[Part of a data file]
>>>>
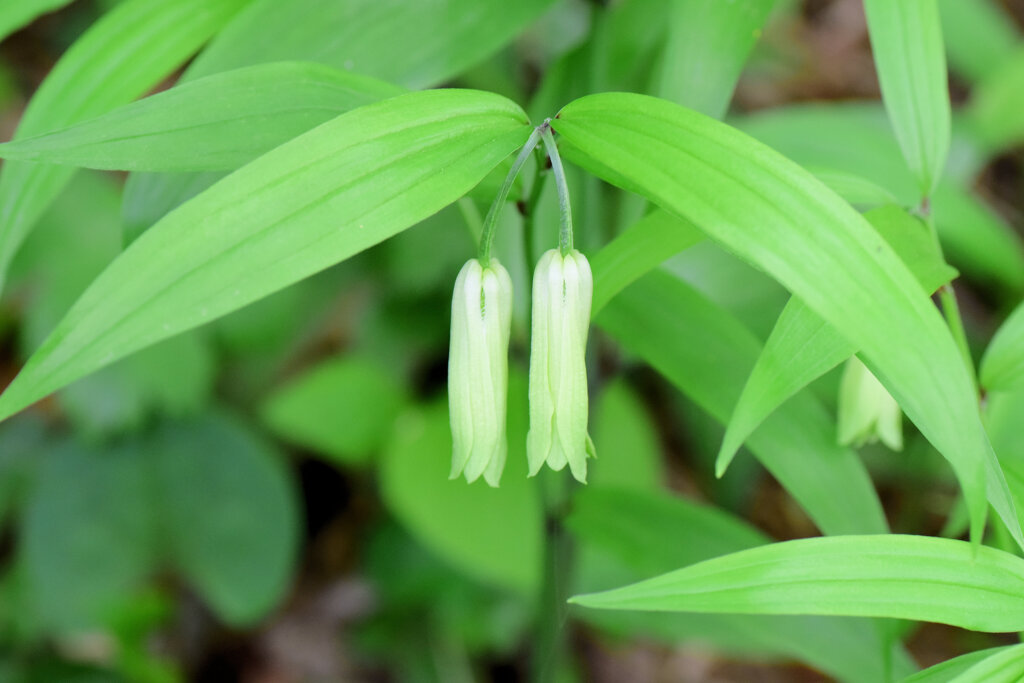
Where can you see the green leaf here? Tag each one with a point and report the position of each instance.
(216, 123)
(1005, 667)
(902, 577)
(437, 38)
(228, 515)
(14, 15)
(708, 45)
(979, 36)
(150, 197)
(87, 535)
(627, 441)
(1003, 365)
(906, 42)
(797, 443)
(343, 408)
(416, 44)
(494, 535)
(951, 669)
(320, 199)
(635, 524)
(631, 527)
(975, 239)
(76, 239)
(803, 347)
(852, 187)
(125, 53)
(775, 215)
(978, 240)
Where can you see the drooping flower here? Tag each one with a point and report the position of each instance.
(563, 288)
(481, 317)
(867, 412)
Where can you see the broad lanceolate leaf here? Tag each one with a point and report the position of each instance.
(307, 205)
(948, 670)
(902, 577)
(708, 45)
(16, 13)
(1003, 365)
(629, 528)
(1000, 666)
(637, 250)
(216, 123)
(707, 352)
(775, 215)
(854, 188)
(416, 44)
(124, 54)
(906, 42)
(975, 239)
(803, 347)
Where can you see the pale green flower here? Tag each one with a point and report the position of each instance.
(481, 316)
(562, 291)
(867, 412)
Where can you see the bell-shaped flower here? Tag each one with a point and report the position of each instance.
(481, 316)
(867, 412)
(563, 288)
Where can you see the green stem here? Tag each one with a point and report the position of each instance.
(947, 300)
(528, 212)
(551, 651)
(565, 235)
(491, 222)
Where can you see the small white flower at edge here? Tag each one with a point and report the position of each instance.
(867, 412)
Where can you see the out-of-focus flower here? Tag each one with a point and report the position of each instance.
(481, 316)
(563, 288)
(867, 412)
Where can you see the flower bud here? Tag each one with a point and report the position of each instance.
<<<<
▸ **EXERCISE INSTRUCTIONS**: Write out, word for word, the line containing "Where can you see the drooping" and every line after it to the end of the data above.

▸ **OUTPUT OF THE TASK**:
Where can you see the drooping flower here? Tag each one with a point and report the position of each instance.
(563, 288)
(481, 317)
(867, 412)
Where can you see the broad lanceolate leaf here? Tag each one with a point and report the position of each instance.
(307, 205)
(948, 670)
(902, 577)
(708, 45)
(16, 13)
(1003, 365)
(629, 528)
(1000, 666)
(637, 250)
(216, 123)
(707, 352)
(775, 215)
(854, 188)
(416, 44)
(124, 54)
(906, 42)
(975, 239)
(803, 347)
Where can you see the pale green flower here? Tag each one with a point and report the position of each instance.
(481, 316)
(562, 291)
(867, 412)
Where can you see the bell-shaped flower here? Tag each one with a point and report the position of each instance.
(481, 316)
(867, 412)
(563, 288)
Where can you see the green stem here? Tag each one with a point and report the position of each instance.
(947, 300)
(528, 212)
(551, 651)
(565, 235)
(491, 222)
Where can you see the small white flower at edge here? Tag each one with a point and report the position of each instance.
(867, 412)
Where can you see the out-of-focus flower here? Tag each one with a point and report the position of each instance.
(481, 316)
(563, 288)
(867, 412)
Where can you see the flower bud here? Tag each one with a point and report the position of each instance.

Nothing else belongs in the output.